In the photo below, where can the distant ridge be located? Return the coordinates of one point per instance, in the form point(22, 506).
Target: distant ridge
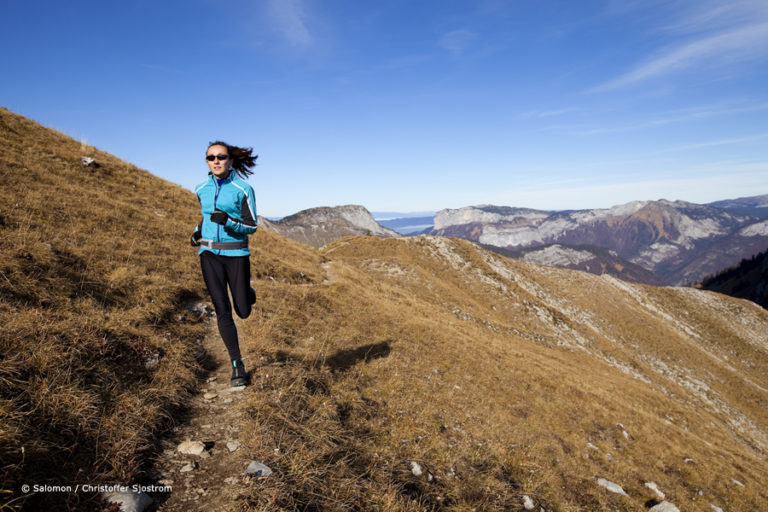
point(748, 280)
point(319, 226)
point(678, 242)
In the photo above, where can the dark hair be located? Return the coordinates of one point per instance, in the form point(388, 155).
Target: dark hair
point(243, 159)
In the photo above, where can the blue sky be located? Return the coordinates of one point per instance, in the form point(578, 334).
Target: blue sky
•••••
WHAT YOU ARE ASKED TO DO: Repeat the material exactly and drop each image.

YOUR RESPONSE:
In the photo below, where can the distant ridge be located? Return the coordinates of one point per instance, in the form point(22, 506).
Target: distant ridge
point(748, 280)
point(319, 226)
point(678, 242)
In the photo above, where can the dark hair be located? Return the coordinates of one point per instance, in the form point(388, 155).
Target: dark hair
point(243, 159)
In the photo above, where can the blue sky be located? Return the coordinates of one point per instance, in the form point(578, 334).
Target: blue sky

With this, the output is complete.